Required work:
a - Repeat, word for word, the part of the storm tank passage that begins at "What is Pass" and stops after "station can accept.".
b - Answer these questions from the storm tank passage:
(i) What type of weir protects the flow into the works at the inlet?
(ii) What is Dave Walker's role at Detectronic?
(iii) What two things does the PR19 driver require the WwTW to provide?

Excerpt provided:
_ _ _ _ _

All WwTWs have an inlet that allows flow into the works. This inlet uses a Formula A Weir to protect flow into the works. If there is too much pressure on the inlet, perhaps due to increased surface water following heavy rainfall, the flow can be diverted and stored in the plant’s storm water retention tanks. The water can be held there until it can be safely processed.
Explains Dave Walker, commercial director here at Detectronic: “The EA allows the use of storm water retention tanks for emergency purposes. They are not intended to be used prematurely or to as a ‘just in case we might exceed capacity’ measure. They are not a safety net for daily use!”
A key PR19 driver
States Dave: “One of the key PR19 drivers set by the Environment Agency is the measurement of compliance with pass forward flow (PFF) to WwTW. It demands that the WwTW provides MCERTS flow measurement and Event Duration Monitors (EDMs). The objective of this driver is the prevention of premature discharges from storm water retention tanks and thus reduce the number of discharges from storm water retention tanks into the receiving waters.”
What is Pass Forward Flow (PFF)?
Pass Forward Flow (PFF) is the instantaneous upstream flow that a Combined Sewer Overflow (CSO) or pumping station can accept.
When do I need to monitor FFT and PFF?

_ _ _ _ _

Supplied data:
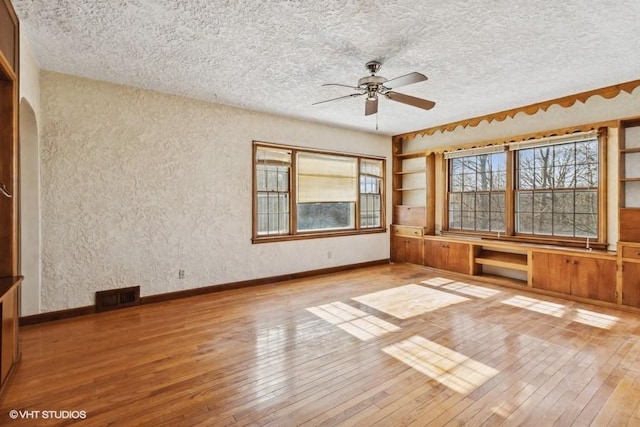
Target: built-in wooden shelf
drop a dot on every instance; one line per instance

_ _ _ _ _

Solutions per task:
a -
What is Pass Forward Flow (PFF)?
Pass Forward Flow (PFF) is the instantaneous upstream flow that a Combined Sewer Overflow (CSO) or pumping station can accept.

b -
(i) A Formula A Weir.
(ii) Commercial director.
(iii) MCERTS flow measurement and Event Duration Monitors (EDMs).